++++ Text provided

The long political campaign is over. Endless hours of debates and political ads ended with not much change in Washington, D.C. Barack Obama is still president, Democrats still control the Senate and Republicans still control the House.
Throughout the campaign, one sticking point came up again and again — taxes.
Now that the election is settled, do we know how our tax laws will look next year?
Not really.
“Nobody knows what will happen,” said Conrad Seales, a certified public accountant with Meisser & Seales in Santa Cruz, “except that taxes will not go lower anytime soon.”
But they might go higher. Several tax cuts enacted under President George W. Bush are scheduled to expire at year’s end.
If the president and Congress can’t come up with a budget, the country will be pushed over what has come to be known as the “fiscal cliff.” A bunch of tax hikes and spending cuts would go into effect at the beginning of next year.
Households would see an average increase of $3,500 in their tax bills, according to an analysis by the Tax Policy Center, a nonpartisan think tank in Washington. The increases would vary according to income, but 90 percent of all households would pay more.
Among the changes would be a jump in the top rate on long-term capital gains, from 15 percent to 20 percent.
Some financial advisers are telling clients to sell stocks and other assets that have gone up in value before the end of the year to lock in low tax rates on capital gains.
For example, let’s say you bought 1,000 shares of Seagate Technologies in the summer of 2009, when it was about $10 a share. That’s an investment of $10,000.
Now Seagate is close to $30 a share. If you sold your 1,000 shares at $30 a share, you would have a long-term capital gain of $20,000.
Under present tax law, your federal tax bill on that gain would be 15 percent of the $20,000 profit — $3,000.

++++++++
++++ Information supplied

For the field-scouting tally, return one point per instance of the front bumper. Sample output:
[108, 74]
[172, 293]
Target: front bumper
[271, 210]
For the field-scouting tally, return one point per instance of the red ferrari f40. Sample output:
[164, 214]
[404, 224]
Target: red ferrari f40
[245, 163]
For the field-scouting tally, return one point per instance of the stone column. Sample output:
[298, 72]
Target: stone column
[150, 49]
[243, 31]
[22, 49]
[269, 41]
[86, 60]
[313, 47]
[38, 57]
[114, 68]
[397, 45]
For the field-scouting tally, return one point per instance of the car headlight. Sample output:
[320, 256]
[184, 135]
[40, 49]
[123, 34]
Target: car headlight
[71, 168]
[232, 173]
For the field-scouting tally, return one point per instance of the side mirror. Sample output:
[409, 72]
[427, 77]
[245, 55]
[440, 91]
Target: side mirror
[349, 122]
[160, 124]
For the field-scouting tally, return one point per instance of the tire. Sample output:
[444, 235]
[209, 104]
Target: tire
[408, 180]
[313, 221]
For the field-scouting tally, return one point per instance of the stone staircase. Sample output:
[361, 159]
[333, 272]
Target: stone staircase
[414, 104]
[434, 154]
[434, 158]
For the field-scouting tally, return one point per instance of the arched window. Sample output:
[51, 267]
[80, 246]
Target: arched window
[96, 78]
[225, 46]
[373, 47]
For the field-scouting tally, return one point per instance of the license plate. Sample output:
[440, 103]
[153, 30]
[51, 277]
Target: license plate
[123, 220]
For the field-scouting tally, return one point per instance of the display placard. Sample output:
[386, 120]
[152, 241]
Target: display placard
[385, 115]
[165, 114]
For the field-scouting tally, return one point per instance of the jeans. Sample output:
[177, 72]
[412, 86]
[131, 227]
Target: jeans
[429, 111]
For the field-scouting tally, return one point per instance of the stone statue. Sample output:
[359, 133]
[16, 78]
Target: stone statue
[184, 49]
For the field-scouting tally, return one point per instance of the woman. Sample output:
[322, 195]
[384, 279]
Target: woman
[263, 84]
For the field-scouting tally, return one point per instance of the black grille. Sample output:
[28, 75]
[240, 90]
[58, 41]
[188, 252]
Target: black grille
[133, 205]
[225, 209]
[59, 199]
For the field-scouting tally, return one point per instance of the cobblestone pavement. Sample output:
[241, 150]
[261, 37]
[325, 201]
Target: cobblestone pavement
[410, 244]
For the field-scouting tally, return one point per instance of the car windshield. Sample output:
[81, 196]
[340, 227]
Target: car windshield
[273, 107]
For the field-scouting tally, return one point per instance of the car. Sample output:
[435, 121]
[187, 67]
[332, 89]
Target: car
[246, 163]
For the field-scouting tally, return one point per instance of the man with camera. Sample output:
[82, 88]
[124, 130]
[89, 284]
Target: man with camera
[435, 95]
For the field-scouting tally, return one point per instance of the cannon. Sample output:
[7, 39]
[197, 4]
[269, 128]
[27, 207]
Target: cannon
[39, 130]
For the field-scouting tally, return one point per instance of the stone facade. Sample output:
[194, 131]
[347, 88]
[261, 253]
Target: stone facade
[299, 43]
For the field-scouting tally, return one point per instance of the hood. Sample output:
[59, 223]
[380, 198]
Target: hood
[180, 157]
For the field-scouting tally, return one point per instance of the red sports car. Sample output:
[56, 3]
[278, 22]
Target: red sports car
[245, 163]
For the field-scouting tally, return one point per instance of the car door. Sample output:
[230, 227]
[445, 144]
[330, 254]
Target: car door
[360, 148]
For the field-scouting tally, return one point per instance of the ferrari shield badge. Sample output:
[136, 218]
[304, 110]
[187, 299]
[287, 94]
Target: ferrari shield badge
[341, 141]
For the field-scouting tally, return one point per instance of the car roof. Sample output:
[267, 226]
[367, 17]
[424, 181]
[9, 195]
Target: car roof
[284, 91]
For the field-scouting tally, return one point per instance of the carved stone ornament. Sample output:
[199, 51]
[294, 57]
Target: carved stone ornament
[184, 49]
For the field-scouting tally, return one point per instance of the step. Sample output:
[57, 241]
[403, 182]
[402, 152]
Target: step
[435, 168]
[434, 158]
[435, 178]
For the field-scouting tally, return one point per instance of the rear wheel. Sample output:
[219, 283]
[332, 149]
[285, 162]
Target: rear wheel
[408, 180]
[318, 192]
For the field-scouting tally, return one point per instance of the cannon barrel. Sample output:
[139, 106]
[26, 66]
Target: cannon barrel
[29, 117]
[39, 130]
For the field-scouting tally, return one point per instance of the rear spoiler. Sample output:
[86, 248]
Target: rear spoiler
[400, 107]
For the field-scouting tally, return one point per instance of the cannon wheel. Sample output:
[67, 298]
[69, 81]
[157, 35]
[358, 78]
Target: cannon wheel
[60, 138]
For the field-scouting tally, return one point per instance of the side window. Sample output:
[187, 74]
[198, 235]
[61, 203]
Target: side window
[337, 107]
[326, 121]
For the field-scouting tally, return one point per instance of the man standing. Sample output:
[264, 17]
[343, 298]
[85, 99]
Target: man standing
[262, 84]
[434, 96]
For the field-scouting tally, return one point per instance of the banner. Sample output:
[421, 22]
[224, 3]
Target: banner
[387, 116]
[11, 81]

++++++++

# Required work
1. In the article on post-election tax changes, what would happen to the top rate on long-term capital gains if the country went over the fiscal cliff?
2. Resume the article on post-election tax changes after its final sentence.

# Answer set
1. It would rise from 15 percent to 20 percent.

2.
But if the Bush tax cuts expire Dec. 31 and you sell your Seagate shares in 2013 for $30 a share, your $20,000 capital gain would be taxed at 20 percent instead of 15 percent.
Plus, if you are an upper-income household, you’ll get hit with another tax. A single taxpayer with an income of more than $200,000 or a couple earning more than $250,000 will pay the new 3.8 percent Medicare tax on unearned income.
So the federal tax you’d pay on the Seagate capital gain would be 23.8 percent of $20,000 — $4,760 — in 2013, instead of the $3,000 you’d pay in 2012.
Does that mean you should sell your Seagate shares now?
Not necessarily, according to Seales.
“People should consider the economic sense of a proposed transaction before they consider the tax consequences,” he said.
If you believe Seagate shares will go higher, you should hold onto them. If you believe the shares are overvalued, then you might want to sell.
“It doesn’t make sense to sell now at an unfavorable price in order to avoid hypothetical future taxes,” Seales said. “But if you think your selling price now is favorable, then selling in 2012 makes sense.”
I agree. Taxes are a consideration, but they should not drive investment decisions.
Anyway, the 2013 tax rates cited in this example might not apply if our leaders in Washington can prevent us from falling over the fiscal cliff. We’ll know more in a few weeks.